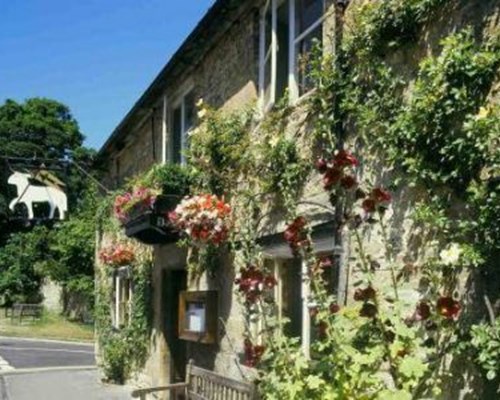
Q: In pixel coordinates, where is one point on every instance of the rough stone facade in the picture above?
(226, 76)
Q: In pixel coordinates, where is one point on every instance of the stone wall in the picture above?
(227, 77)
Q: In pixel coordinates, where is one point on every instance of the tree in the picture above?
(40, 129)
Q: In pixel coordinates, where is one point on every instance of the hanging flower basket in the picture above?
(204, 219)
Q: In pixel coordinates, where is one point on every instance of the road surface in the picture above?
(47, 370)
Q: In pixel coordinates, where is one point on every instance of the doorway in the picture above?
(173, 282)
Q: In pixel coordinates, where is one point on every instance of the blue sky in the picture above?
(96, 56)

■ ■ ■ ■ ■

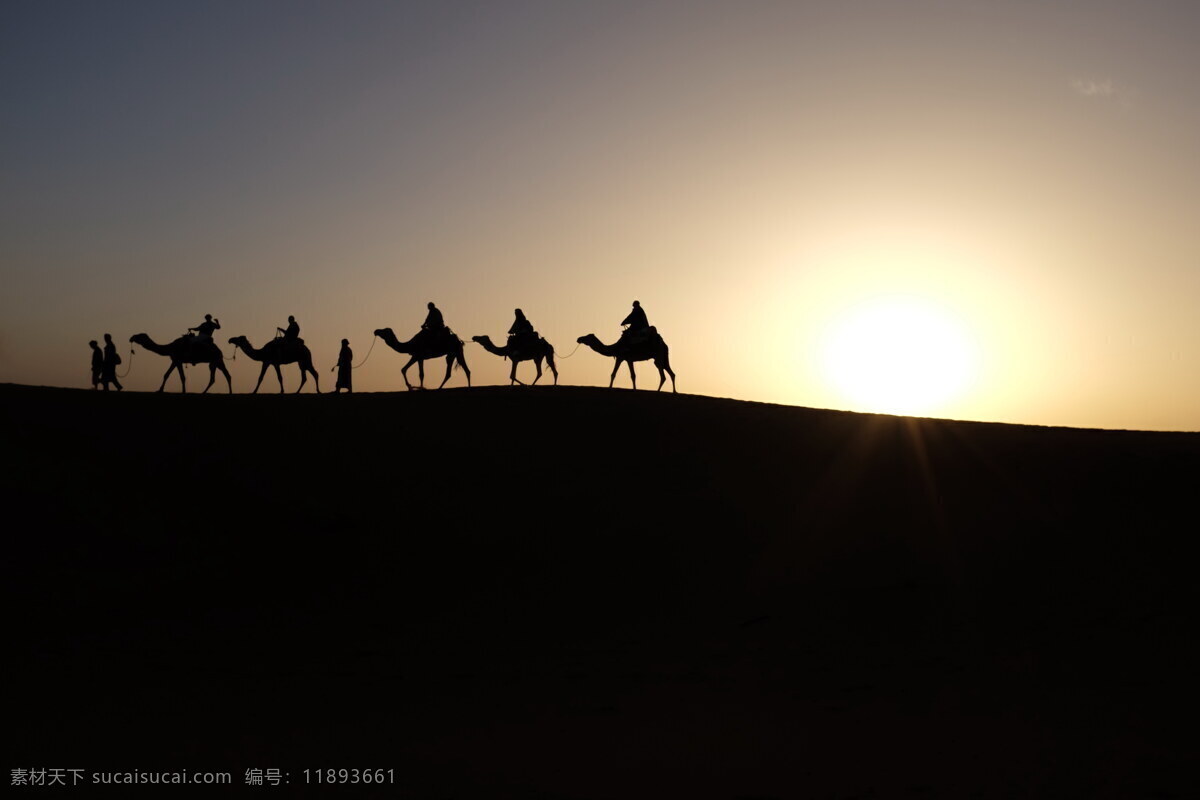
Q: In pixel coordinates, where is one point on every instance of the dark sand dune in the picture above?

■ ■ ■ ■ ■

• [REQUIRED TASK]
Return every line above that contains the word "point". Case counts.

• [RESULT]
Q: In pixel coordinates, where is one point on every instance of the rough stone facade in the picture above?
Q: In pixel coordinates, where is one point on every instance of the stone wall in the picture above?
Q: In pixel coordinates, where is one point on every instance of the tree in the picture above?
Q: In pixel coordinates, where is one point on every instance of the hanging flower basket in the picture above?
Q: In pixel coordinates, where is one point on every instance of the road surface in the picture above?
Q: In pixel coordinates, where is one point on every instance of the doorway in the picture above?
Q: In pixel coordinates, where is one point on every instance of the blue sky in the picture above?
Q: In pixel coordinates, where is one point on every instance of the dark sand dune in the picture above?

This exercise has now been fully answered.